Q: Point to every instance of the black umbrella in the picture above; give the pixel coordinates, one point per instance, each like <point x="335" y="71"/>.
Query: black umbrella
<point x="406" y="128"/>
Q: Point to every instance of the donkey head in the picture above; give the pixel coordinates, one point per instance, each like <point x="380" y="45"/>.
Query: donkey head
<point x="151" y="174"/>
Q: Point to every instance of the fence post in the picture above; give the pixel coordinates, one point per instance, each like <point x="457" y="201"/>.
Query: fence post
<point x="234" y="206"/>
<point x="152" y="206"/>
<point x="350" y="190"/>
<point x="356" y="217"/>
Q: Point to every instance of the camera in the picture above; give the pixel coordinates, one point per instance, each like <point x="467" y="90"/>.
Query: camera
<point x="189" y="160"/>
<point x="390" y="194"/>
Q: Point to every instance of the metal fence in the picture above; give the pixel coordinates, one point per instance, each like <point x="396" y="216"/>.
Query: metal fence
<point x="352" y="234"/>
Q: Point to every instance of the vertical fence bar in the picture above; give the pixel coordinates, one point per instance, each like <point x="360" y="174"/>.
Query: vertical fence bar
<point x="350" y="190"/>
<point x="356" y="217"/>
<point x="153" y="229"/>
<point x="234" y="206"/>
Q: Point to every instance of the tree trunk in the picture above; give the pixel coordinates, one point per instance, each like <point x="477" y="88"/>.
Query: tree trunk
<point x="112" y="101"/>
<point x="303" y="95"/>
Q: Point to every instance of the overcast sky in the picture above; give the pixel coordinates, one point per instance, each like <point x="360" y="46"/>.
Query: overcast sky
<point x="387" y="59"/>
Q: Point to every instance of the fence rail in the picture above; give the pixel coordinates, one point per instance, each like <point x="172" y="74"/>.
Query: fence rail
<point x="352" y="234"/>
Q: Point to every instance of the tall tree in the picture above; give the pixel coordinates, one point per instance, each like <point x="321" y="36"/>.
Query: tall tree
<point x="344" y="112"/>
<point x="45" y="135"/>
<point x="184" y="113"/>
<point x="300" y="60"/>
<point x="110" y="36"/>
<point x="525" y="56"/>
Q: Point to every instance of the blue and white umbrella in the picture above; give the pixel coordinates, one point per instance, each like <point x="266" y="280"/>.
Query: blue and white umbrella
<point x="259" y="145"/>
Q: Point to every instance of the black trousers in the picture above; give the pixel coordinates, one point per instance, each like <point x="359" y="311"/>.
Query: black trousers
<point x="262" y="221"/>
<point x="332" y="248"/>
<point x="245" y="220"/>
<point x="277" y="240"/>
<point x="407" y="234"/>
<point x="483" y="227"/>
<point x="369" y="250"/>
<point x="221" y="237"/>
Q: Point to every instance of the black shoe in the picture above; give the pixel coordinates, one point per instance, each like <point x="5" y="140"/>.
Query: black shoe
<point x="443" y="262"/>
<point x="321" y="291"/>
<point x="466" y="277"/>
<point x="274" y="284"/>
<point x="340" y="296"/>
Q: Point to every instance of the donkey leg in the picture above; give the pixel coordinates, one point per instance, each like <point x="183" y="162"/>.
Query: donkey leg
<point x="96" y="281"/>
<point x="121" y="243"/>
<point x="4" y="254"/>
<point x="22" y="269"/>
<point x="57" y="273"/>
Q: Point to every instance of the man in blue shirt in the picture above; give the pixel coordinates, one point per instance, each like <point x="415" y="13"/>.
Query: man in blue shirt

■ **Exercise requirements**:
Looking at the entries, how many lines contain the string "shirt"? The answer is that number alone.

■ **Task result**:
2